In the same way the adversarial loss for the discriminator \(d_T\)
is specified:
\begin{equation} \label{eq:adv-loss-x}
\mathcal{L}_{adv-d_T}(\mathbf{T},d_T,g) = E[\log(d_T(\mathbf{T}))] + E[\log(1 - d_T(g(\mathcal{N}(0,1))))],
\end{equation}
\noindent
where \(\mathbf{T}\), \(E\), and \(\mathcal{N}(0,1)\) have the same meaning
as before. In this case the generator \(g\) tries to minimize the loss
while the discriminator \(d_T\) attempts to maximize it.
Every auto-encoder requires a reconstruction error to work. This
error calculates the difference between the original input and
the generated or decoded output. In this case, the reconstruction
loss is defined like this:
\begin{equation} \label{eq:recon-loss}
\mathcal{L}_{error}(\mathbf{T}, e, g) = - E[\log(p(g(e(\mathbf{T})) | \mathbf{T}))],
\end{equation}
\noindent
where \(\log(p)\) is the expected log-likelihood and \(\mathbf{T}\),
\(E\), \(e\), and \(g\) have the same meaning as before.

*SET TASKS*
A: From the passage on adversarial and reconstruction losses, list every symbol that its final sentence says has the same meaning as before.
B: Rewrite more briefly the paragraph of the passage on adversarial and reconstruction losses that begins "Every auto-encoder requires a reconstruction error", keeping its main facts.
C: Please write what comes next in the passage on adversarial and reconstruction losses, picking up after its last sentence.

*DATA SHOWN*
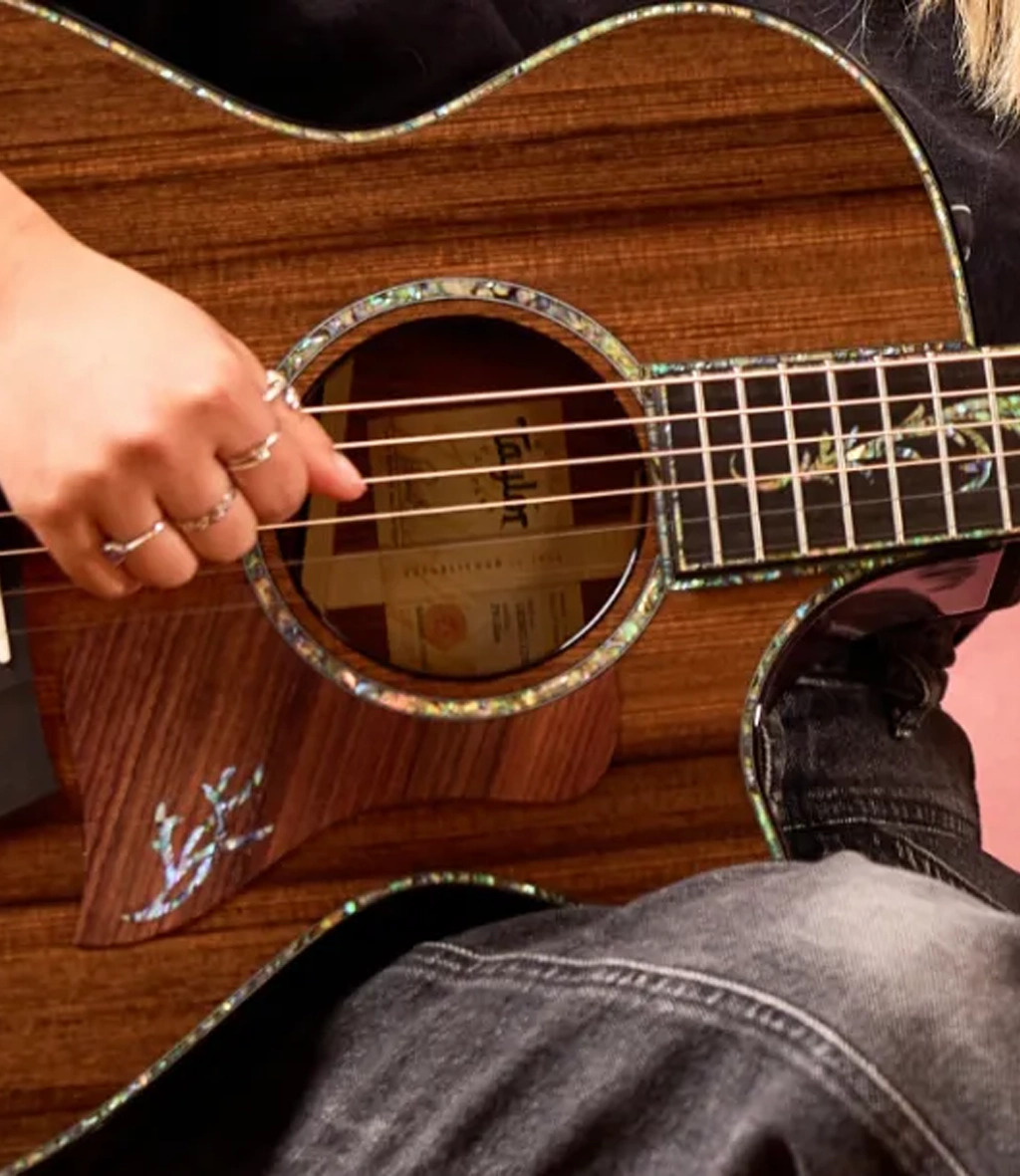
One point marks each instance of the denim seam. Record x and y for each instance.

==

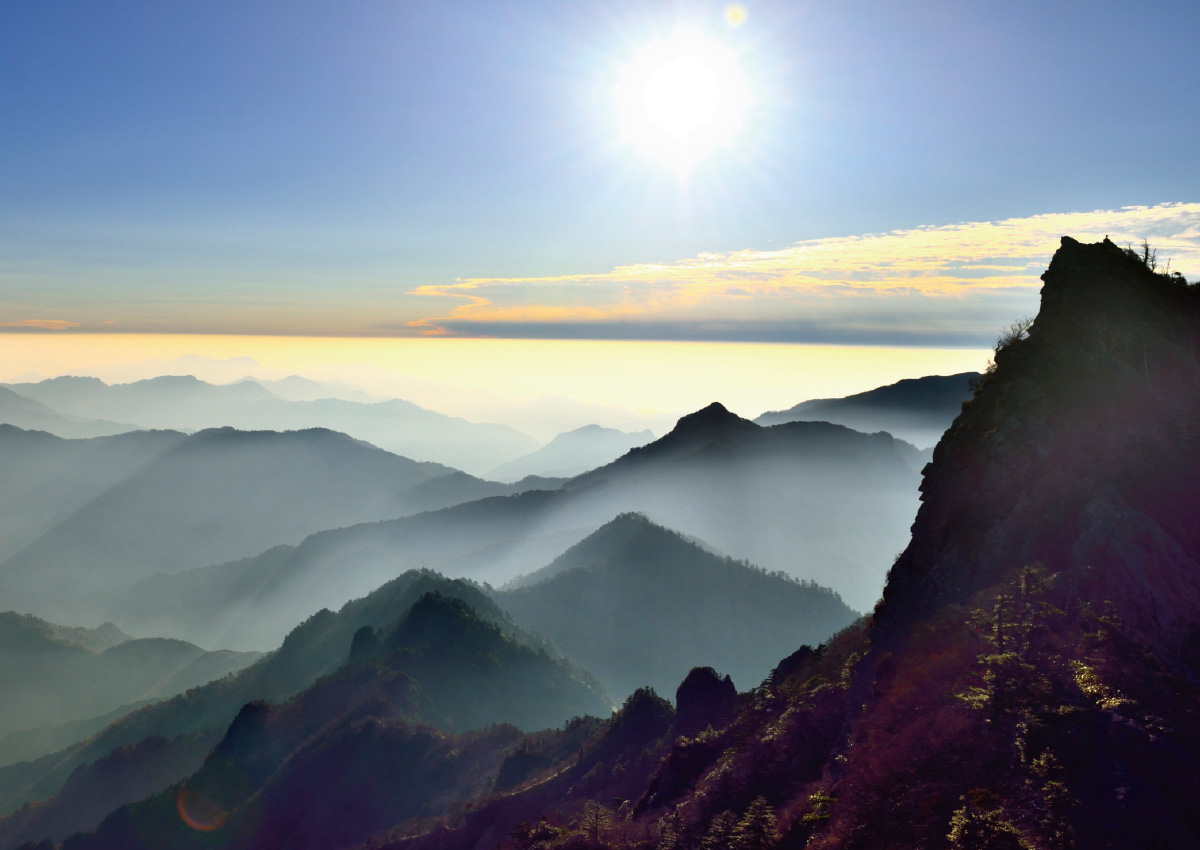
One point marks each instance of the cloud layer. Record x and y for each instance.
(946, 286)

*RESULTS OF THE TASKS*
A: \(\mathbf{T}\), \(E\), \(e\), \(g\)

B: An auto-encoder needs a reconstruction error, which measures the difference between the original input and the generated or decoded output. Here it is defined as \(\mathcal{L}_{error}(\mathbf{T}, e, g) = - E[\log(p(g(e(\mathbf{T})) | \mathbf{T}))]\), where \(\log(p)\) is the expected log-likelihood and \(\mathbf{T}\), \(E\), \(e\), and \(g\) keep their earlier meanings.

C:
All losses combined result in the following formula:
\begin{equation} \label{eq:full-loss}
\mathcal{L}(\mathbf{T},e,d_z,d_T,g) = \mathcal{L}_{adv-d_z}(\mathbf{T},e,d_z) + \mathcal{L}_{adv-d_T}(x,d_T,g) + \lambda \mathcal{L}_{error}(\mathbf{T},e,g),
\end{equation}
\noindent
where \(\lambda\) is a parameter used to balance the adversarial
losses with the reconstruction loss. The model is trained by
Pidhorskyi et al using the Adam optimizer by doing alternative
updates of each of the aforementioned components:
\begin{itemize}
\item Maximize \(\mathcal{L}_{adv-d_T}\) by updating weights of \(d_T\);
\item Minimize \(\mathcal{L}_{adv-d_T}\) by updating weights of \(g\);
\item Maximize \(\mathcal{L}_{adv-d_z}\) by updating weights of \(d_z\);
\item Minimize \(\mathcal{L}_{error}\) and \(\mathcal{L}_{adv-d_z}\) by updating weights of \(e\) and \(g\).
\end{itemize}
Practically, the auto-encoder is trained separately for every
object class that is considered "known". Pidhorskyi et al trained
it on the MNIST~\cite{Lecun1998} data set, once for every digit.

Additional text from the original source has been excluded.